-- begin Input material --

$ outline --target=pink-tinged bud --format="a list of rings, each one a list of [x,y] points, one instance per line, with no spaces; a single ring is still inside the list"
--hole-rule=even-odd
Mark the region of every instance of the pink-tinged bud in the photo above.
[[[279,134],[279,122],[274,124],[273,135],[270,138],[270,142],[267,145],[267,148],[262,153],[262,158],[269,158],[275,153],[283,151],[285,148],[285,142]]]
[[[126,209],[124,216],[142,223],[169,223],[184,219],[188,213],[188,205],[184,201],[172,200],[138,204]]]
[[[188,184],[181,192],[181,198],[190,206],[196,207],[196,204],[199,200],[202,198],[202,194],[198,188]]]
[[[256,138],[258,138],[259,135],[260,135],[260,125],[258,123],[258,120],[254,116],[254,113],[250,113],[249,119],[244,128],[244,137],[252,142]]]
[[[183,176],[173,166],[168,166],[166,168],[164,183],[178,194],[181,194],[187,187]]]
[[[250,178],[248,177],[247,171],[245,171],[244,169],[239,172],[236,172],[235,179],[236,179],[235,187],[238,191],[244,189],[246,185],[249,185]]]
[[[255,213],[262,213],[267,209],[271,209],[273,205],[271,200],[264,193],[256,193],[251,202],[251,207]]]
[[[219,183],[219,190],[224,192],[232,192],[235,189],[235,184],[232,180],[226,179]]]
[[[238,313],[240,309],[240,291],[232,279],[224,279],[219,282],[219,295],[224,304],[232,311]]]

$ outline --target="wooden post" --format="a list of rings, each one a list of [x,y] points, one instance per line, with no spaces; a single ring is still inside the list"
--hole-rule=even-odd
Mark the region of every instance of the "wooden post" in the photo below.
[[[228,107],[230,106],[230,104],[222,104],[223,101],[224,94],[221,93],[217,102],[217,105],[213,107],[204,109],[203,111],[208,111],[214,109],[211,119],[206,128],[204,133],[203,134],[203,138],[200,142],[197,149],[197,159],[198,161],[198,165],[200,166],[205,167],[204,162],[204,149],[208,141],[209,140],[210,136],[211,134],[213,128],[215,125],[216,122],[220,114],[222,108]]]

-- end Input material --

- _Set task_: State how many lines of the data above contain the string "target", giving only the number.

- _Solution below_: 2